--- Text shown ---
5 Things to Consider When Selecting a Precision Bearing Lubricant

Precision bearings are used in a variety of industries where tight tolerances are required to optimize performance and negate risk. In the Industrial, Aerospace, Medical, and Semicon industries, the failure of precision bearings can be expensive and/or safety critical. According to Machinery Lubrication, as many as 60 to 80 percent of all bearing failures can be attributed to a contaminated, poorly selected, degraded, or poorly applied lubricant. This means that lubricant performance plays a critical role in ensuring how well, and for how long, a lubricant can minimize friction to prevent wear that leads to bearing failure.

Often, an improperly selected lubricant is to blame. Because precision bearings are manufactured with tight tolerances, there is little room for failure; meaning that your lubricant must meet the unique requirements of your specific application. There are several factors to consider when selecting the proper precision bearing lubricant.

Temperature

When a lubricant degrades, it is often because it cannot withstand the temperatures of an application. In these situations, high temperatures can cause the lubricant to polymerize, creating a tacky substance that could act like a “speed bump” in the raceway of the bearing which causes vibration and ultimately wear. Even if the lubricant simply evaporates under high temperatures, there is no oil to separate the surfaces which allows excessive metal to metal contact and wear. Lubricants with operating temperatures above 300°F, or non-burning lubricants should be considered in high temperature applications.

Contamination

Microscopic contaminants can also act as impediments  and are equally as detrimental to bearing performance, particularly within vacuum and cleanroom applications, as they can contaminate other components nearby. Solid particles in lubricants come from many sources, but the most likely culprits are raw materials, the manufacturing process, and the environment. While lubricants are selected for their physical properties, such as temperature range, penetration grade and additive fortification, cleanliness should also be considered. The cleanliness of a grease is described by the number of particles within size ranges, in which the particles are counted under a microscope and are determined by the largest dimension in microns. The best way to ensure lubricant cleanliness is through ultrafiltration. Ultrafiltration is a rigidly controlled filtering process that reduces microscopic particulates in a lubricant. The objective of this process is to remove unwanted substances or contamination from the grease or oil.

Nye has ISO class 8 and class 7 certified clean rooms that are strictly regulated to prevent cross-contamination of any kind. Nye offers ultrafiltration services for not only our own greases, but also for those produced by other manufacturers. At Nye, we ensure ultraclean grease by following a strict manufacturing process from start to finish.
---
Could you duplicate the passage of the lubricant article between "Nye has ISO" and "start to finish.", inclusive? None of the rows has anything to do with the lubricant article.
--- Data provided ---
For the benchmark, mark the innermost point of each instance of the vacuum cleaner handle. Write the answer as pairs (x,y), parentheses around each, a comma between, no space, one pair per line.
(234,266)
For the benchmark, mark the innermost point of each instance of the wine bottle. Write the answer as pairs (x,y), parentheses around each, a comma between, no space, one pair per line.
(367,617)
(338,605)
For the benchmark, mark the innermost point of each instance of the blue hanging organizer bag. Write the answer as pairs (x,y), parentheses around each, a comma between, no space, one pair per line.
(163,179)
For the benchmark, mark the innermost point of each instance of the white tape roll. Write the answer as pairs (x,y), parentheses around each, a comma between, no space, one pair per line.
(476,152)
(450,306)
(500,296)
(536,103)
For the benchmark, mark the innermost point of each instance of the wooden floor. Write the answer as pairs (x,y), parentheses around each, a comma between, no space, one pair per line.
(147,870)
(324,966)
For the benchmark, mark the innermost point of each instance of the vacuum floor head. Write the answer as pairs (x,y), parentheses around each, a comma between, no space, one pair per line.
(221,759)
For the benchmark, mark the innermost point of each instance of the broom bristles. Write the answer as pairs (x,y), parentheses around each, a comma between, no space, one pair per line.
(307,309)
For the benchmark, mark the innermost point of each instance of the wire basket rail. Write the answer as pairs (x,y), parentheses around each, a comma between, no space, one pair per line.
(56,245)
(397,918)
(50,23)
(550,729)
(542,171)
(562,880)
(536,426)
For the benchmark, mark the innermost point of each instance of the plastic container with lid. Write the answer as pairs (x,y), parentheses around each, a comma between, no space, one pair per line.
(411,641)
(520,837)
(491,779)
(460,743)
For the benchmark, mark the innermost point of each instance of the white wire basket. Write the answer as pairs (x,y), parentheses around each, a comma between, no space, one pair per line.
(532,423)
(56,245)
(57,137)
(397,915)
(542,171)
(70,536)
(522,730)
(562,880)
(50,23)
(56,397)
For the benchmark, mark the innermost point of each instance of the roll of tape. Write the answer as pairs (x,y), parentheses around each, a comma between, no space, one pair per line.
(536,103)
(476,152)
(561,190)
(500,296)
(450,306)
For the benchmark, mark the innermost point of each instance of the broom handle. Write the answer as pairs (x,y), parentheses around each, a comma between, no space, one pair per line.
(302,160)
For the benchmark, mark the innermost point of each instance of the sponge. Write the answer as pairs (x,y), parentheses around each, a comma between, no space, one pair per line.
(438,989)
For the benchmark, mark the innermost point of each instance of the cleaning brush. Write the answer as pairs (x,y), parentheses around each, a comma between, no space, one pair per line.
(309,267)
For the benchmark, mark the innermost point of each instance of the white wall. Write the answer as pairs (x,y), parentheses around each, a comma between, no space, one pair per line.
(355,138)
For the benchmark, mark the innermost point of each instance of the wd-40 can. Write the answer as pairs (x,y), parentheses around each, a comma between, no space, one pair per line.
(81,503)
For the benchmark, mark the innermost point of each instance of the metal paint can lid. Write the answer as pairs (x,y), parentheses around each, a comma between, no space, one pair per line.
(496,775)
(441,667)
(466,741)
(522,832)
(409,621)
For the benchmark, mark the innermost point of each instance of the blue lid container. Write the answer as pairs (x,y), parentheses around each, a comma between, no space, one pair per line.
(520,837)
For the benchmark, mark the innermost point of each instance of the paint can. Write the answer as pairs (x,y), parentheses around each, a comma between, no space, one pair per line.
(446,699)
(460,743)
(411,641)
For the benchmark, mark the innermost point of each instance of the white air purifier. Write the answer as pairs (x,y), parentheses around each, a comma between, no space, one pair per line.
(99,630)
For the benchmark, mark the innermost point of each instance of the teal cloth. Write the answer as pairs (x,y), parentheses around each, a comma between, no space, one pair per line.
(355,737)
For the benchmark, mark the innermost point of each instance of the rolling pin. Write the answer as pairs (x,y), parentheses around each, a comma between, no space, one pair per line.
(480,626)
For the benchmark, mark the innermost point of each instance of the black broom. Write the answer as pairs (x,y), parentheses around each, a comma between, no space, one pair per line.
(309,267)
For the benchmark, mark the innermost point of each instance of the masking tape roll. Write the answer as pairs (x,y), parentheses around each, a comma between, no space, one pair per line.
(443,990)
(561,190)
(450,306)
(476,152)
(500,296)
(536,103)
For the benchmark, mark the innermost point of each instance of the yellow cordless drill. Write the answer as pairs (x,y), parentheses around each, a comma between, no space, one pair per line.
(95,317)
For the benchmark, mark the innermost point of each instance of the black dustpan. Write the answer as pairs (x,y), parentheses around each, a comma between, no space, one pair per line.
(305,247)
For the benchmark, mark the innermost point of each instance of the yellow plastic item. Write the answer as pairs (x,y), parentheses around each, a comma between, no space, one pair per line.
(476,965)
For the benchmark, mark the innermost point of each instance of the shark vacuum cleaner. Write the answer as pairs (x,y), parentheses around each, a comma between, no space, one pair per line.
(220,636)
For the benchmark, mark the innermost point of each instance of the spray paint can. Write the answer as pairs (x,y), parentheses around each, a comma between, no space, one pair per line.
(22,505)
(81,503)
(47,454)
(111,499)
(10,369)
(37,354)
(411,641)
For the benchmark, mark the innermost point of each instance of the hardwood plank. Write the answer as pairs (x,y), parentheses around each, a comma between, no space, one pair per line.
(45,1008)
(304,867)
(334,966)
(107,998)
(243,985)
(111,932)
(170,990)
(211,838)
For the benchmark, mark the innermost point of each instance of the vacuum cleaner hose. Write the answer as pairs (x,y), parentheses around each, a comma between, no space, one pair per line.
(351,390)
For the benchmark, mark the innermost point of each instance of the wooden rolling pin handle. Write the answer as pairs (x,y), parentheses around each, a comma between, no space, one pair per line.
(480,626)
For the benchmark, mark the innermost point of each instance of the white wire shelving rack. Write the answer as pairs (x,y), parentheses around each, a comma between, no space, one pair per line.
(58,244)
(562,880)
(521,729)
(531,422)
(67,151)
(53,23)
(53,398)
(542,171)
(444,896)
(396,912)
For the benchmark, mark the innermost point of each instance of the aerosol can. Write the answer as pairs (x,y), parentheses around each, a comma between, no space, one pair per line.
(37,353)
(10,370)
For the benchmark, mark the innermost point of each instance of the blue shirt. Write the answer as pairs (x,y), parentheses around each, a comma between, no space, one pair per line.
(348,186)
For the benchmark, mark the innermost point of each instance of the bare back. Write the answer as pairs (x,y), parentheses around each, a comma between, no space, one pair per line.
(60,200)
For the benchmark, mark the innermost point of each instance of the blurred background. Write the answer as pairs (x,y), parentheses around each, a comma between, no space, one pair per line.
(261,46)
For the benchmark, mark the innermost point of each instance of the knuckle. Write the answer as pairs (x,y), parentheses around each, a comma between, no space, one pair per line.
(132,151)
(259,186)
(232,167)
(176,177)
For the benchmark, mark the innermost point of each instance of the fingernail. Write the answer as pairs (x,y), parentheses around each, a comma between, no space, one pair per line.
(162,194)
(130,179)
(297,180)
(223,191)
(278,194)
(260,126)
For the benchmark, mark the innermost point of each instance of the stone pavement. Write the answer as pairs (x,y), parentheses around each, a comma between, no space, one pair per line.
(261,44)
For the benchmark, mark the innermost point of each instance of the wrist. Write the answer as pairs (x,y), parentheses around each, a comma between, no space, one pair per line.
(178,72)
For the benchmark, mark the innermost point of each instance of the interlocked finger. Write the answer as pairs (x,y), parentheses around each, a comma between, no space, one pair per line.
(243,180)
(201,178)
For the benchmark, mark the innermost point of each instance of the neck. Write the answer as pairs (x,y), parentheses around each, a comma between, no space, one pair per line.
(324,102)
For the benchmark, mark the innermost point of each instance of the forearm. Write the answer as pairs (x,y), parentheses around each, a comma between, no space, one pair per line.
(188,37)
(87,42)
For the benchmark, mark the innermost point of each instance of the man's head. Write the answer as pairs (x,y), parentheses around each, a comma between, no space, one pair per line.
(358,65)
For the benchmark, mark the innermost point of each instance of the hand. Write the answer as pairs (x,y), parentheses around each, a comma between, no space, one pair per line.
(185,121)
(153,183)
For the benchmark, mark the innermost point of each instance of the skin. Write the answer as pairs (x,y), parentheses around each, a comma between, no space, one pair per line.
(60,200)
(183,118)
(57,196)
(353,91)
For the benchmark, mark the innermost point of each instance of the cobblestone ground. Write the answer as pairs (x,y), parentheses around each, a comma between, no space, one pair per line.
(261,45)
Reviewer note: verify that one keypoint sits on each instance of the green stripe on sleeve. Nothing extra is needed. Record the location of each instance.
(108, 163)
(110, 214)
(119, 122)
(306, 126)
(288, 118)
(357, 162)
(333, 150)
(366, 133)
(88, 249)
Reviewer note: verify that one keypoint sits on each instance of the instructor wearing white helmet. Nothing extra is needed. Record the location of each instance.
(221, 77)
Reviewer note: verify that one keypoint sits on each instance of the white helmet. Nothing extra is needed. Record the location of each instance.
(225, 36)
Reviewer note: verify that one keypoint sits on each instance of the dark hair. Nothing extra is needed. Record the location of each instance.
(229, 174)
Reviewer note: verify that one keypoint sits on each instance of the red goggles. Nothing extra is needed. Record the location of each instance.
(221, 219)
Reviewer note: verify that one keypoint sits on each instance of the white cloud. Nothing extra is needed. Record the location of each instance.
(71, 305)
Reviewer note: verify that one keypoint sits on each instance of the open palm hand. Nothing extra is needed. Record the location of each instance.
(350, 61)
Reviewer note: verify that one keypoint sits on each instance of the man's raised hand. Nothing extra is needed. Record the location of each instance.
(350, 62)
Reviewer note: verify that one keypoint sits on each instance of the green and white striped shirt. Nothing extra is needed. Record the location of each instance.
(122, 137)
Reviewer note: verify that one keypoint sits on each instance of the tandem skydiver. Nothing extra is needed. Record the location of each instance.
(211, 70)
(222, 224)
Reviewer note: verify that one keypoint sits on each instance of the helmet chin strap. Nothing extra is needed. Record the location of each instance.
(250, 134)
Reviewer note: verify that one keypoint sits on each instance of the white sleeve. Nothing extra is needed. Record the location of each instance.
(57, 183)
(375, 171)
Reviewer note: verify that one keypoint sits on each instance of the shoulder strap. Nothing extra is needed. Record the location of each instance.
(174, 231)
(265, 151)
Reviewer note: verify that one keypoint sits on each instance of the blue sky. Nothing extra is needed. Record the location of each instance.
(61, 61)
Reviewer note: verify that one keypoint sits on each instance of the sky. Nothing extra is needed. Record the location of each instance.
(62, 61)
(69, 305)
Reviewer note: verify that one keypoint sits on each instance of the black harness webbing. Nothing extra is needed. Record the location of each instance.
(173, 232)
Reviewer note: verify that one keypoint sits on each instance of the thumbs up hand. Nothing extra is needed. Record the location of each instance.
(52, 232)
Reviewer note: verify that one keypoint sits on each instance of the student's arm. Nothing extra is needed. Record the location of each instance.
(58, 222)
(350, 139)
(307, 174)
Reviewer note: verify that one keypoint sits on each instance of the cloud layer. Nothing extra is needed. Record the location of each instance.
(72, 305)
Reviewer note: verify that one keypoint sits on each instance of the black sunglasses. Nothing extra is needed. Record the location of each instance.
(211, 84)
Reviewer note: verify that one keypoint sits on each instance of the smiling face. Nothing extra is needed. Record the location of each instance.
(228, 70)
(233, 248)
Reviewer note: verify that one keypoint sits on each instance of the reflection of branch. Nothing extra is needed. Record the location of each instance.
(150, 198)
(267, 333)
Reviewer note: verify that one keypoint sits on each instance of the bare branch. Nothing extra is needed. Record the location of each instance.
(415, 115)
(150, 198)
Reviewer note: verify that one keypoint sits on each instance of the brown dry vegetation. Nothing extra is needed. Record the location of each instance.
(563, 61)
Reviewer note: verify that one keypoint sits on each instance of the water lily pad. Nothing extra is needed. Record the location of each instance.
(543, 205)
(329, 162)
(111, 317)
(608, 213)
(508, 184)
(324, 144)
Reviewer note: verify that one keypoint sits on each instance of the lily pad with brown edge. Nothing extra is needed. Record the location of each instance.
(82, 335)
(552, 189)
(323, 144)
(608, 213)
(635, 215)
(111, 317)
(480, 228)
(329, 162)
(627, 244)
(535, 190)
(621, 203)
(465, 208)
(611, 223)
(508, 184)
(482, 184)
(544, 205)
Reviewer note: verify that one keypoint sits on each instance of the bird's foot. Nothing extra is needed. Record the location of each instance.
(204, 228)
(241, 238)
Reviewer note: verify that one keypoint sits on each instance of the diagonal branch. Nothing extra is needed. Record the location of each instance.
---
Written response —
Nye has ISO class 8 and class 7 certified clean rooms that are strictly regulated to prevent cross-contamination of any kind. Nye offers ultrafiltration services for not only our own greases, but also for those produced by other manufacturers. At Nye, we ensure ultraclean grease by following a strict manufacturing process from start to finish.